■ PROBLEM
The records under this task must be duplicated exactly.
*** SOURCE DATA Section Begins ***
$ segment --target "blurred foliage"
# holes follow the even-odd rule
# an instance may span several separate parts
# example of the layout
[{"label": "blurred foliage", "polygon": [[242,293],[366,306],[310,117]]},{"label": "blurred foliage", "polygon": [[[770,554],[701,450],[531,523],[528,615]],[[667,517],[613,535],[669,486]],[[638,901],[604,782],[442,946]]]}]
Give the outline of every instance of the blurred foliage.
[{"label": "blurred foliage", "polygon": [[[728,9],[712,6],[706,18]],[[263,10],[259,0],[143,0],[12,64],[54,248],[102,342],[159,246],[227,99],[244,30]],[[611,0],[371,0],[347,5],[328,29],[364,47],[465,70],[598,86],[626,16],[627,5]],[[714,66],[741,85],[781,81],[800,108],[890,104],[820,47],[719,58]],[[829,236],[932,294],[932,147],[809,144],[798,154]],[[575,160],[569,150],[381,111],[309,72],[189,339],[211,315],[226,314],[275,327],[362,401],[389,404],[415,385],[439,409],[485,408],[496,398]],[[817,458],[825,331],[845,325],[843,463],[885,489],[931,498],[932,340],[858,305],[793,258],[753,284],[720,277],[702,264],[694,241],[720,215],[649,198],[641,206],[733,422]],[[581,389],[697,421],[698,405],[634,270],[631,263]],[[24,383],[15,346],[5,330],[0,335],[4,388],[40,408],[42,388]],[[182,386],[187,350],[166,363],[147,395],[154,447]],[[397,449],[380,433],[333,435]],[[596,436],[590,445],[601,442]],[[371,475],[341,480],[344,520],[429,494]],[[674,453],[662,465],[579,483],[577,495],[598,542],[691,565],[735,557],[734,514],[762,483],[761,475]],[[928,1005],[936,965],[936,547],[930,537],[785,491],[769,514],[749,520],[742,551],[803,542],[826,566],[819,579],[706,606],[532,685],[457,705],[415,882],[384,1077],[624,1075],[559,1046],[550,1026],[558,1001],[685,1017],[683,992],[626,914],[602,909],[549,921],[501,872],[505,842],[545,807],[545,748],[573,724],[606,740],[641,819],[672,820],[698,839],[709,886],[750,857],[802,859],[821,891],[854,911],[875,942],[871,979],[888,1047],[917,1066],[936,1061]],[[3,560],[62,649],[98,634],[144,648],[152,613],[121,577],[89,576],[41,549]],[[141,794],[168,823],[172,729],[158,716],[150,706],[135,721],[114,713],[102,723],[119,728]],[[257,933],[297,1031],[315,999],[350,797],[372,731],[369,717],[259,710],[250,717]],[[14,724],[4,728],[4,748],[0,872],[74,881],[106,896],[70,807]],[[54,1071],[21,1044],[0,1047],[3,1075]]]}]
*** SOURCE DATA Section Ends ***
■ WRITTEN REPLY
$ segment --target "blurred foliage"
# holes follow the even-odd rule
# an instance may span several separate parts
# example of the layout
[{"label": "blurred foliage", "polygon": [[242,293],[366,306],[310,117]]},{"label": "blurred foliage", "polygon": [[[770,554],[701,450],[531,523],[528,615]],[[667,517],[613,535],[669,486]],[[638,901],[604,782],[442,946]]]}]
Give the outline of every instance of the blurred foliage.
[{"label": "blurred foliage", "polygon": [[[728,9],[712,6],[706,18]],[[263,10],[259,0],[143,0],[12,64],[54,248],[102,342],[159,246],[227,99],[244,30]],[[611,0],[371,0],[347,5],[328,29],[364,47],[465,70],[598,86],[626,16],[627,5]],[[714,66],[741,85],[781,81],[800,108],[890,104],[820,47],[719,58]],[[829,236],[932,294],[932,147],[809,144],[798,154]],[[575,160],[569,150],[381,111],[309,72],[189,339],[211,315],[226,314],[275,327],[362,401],[389,404],[415,385],[439,409],[485,408],[496,398]],[[817,458],[825,331],[845,325],[843,463],[885,489],[931,498],[932,340],[858,305],[793,258],[753,284],[720,277],[702,264],[694,241],[720,215],[649,198],[641,206],[733,422]],[[581,389],[697,421],[698,405],[634,270],[631,263]],[[24,383],[15,346],[5,330],[0,335],[4,388],[40,408],[42,388]],[[182,386],[187,350],[166,363],[147,395],[154,447]],[[397,449],[380,433],[333,435]],[[596,436],[590,445],[601,442]],[[371,475],[341,480],[344,520],[429,494]],[[674,453],[662,465],[579,483],[577,495],[598,542],[691,565],[735,557],[734,514],[762,483],[761,475]],[[928,1005],[936,965],[936,547],[930,537],[785,491],[769,514],[749,520],[742,551],[803,542],[826,566],[819,579],[706,606],[532,685],[457,705],[415,882],[384,1077],[624,1075],[559,1046],[550,1026],[558,1001],[685,1017],[683,992],[626,914],[602,909],[549,921],[501,872],[505,842],[545,807],[545,748],[573,724],[606,740],[641,819],[672,820],[698,839],[709,886],[750,857],[802,859],[821,891],[854,911],[875,942],[871,979],[888,1047],[917,1066],[936,1061]],[[3,560],[62,649],[98,634],[144,648],[152,613],[121,577],[89,576],[41,549]],[[141,794],[168,823],[172,729],[158,716],[150,706],[135,721],[114,713],[102,723],[119,728]],[[257,933],[297,1031],[315,999],[350,797],[372,731],[369,717],[259,710],[250,717]],[[14,724],[4,728],[4,748],[0,872],[74,881],[106,896],[70,807]],[[54,1071],[21,1044],[0,1047],[3,1075]]]}]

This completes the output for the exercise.